[Opening Text section section]
In the original dustsheet. Red cloth binding with gilt title on the spine.

F.B.A. provides an in-depth photographic presentation of this item to stimulate your feeling and touch. More traditional book descriptions are immediately available.

A rare book in collectable condition.

Excellent book, an absolute must read for any serious student of history specialising in The Third Reich. A unique look into the mind of Hitlers most influential assistant without whom The Nazi Party would never have had the political success it had. A most important book about WWII – seen from the inside! Sorry to say, but this criminal writes well – hard to believe how naive these Leaders believed in Victory almost to the very end (May 1945)

Review: Joseph Goebbels was a man without substance, morality, or human feeling for whom radical National Socialism was the be all and end all of life. He “was a man of postures, not ideas or beliefs”. Everything he did was for show including the creation of the myth of the Fuhrer’s infallibility which succeeded in keeping German soldiers loyal long after the war had been effectively lost. Not that Goebbels’s propagandist skills were ineffective. The massive public rallies and Hitler’s speeches were very effective, but Goebbels was always able to distinguish truth from propaganda, combing “a politically calculated fanaticism with an intellectual detachment”. His technique was simple – involving the repetition of crude but effective arguments. He was aware the German people would never have voted for the Nazis had they known what the party intended to do once in power.

Following the outbreak of war Goebbels’s position shrank in importance and he spent some time re-creating the image of Hitler as the reincarnation of Frederick the Great as a means of convincing himself that all was not lost. He gloried in being called a war criminal and spent a lot of time towards the end of the war blaming Churchill, Roosevelt and the Jews for the Allied refusal to abandon their demand for unconditional surrender. He was an efficient administrator for whom activity was a psychological necessity created by his inner emptiness and lack of intellect. He was personally frugal in contrast to the corrupt opulence of Goering whom he despised and blamed for the ineffectiveness of the Luftwaffe. He thought of himself as the one person who could save Germany from what he regarded as the incompetence its generals. He tried to use Stalingrad, as Churchill had used Dunkirk, as a way of raising morale after a defeat but was unable to persuade Hitler to support him.
[Closing Text section section]
[Opening Given entries section]
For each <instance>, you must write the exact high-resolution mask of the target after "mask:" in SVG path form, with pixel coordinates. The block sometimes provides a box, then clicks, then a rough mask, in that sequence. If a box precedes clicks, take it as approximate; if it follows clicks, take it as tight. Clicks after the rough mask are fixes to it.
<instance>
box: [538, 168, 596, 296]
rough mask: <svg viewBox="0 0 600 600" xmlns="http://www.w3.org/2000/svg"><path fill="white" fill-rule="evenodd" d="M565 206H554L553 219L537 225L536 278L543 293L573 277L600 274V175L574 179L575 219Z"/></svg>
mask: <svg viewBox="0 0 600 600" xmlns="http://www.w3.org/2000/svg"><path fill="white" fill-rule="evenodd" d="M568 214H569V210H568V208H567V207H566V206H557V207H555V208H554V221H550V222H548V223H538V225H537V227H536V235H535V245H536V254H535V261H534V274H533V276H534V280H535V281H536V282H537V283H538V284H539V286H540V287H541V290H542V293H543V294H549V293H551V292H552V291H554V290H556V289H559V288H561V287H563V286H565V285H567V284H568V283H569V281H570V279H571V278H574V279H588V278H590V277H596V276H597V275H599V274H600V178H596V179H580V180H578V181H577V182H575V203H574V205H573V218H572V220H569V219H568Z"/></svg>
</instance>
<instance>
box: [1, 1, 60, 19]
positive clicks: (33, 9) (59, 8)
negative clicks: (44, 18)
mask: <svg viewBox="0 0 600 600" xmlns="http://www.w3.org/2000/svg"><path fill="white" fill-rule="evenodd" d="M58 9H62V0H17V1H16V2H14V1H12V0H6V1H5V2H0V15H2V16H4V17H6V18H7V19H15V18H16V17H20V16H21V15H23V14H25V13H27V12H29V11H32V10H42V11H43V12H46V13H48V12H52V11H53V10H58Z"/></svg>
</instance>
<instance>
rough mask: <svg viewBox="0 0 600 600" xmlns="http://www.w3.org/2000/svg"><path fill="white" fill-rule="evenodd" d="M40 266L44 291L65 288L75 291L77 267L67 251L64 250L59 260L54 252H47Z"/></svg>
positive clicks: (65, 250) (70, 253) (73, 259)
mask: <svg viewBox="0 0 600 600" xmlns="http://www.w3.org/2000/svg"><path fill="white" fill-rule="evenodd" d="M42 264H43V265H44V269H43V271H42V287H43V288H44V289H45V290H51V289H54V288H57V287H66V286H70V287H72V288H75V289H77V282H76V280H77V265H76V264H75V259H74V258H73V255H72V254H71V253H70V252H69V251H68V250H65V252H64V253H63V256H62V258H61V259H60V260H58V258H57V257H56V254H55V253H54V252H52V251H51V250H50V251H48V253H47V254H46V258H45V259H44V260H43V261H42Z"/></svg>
[Closing Given entries section]
§ Assignment: Name every person other than Joseph Goebbels who is mentioned by name anywhere in the book listing above.

§ Task output: Hitler, Frederick the Great, Churchill, Roosevelt, Goering